[A run of entries]
## start
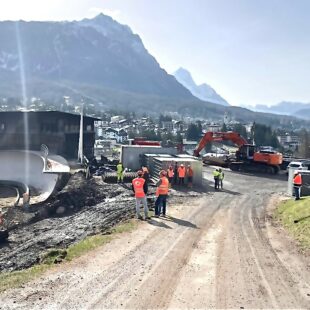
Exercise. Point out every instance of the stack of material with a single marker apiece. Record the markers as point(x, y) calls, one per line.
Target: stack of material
point(131, 155)
point(162, 163)
point(148, 160)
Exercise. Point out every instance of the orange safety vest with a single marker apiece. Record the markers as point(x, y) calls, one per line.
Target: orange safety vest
point(181, 172)
point(297, 180)
point(190, 172)
point(138, 187)
point(170, 173)
point(163, 188)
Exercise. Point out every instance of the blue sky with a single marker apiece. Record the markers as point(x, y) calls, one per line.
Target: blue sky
point(251, 52)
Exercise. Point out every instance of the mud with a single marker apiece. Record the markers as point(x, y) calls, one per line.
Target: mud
point(82, 208)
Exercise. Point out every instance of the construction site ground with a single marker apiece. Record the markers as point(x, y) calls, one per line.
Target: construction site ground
point(215, 250)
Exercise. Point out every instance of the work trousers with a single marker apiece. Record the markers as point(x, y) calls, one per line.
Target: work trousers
point(297, 190)
point(216, 183)
point(160, 201)
point(221, 183)
point(142, 200)
point(120, 176)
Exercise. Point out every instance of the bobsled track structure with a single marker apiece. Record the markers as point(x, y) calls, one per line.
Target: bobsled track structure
point(28, 172)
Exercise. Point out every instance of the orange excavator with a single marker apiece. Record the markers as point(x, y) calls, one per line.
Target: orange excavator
point(248, 157)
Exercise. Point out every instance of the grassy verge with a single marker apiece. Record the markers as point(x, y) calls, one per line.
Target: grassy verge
point(18, 278)
point(295, 217)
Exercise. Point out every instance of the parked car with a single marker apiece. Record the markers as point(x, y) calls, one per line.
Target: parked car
point(299, 165)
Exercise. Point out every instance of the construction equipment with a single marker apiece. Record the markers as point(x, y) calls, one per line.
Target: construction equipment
point(248, 156)
point(143, 141)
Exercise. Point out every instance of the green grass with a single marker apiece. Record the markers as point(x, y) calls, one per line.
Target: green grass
## end
Copy the entries word for word, from the start through the line that contains "point(82, 208)", including that line. Leave the pictures out.

Exercise. Point out every instance of the stack of material with a single marker apiece. Record the markers as point(x, y) calls, one per line.
Target: stack of material
point(131, 155)
point(162, 163)
point(148, 160)
Exercise. Point out every instance of the orange safety vest with a single marker apiece. Record the markers as point(x, y) calls, one per line.
Target: orange safety vest
point(181, 172)
point(297, 180)
point(190, 172)
point(138, 187)
point(170, 173)
point(163, 188)
Exercise. Point out every instance of the blue sky with a single marker apiece. Record the markers as point(x, y) calls, one per line.
Target: blue sky
point(251, 52)
Exercise. Point out every instance of the mud with a single marker apiece. Record the markers as point(x, y) calls, one per line.
Target: mud
point(82, 208)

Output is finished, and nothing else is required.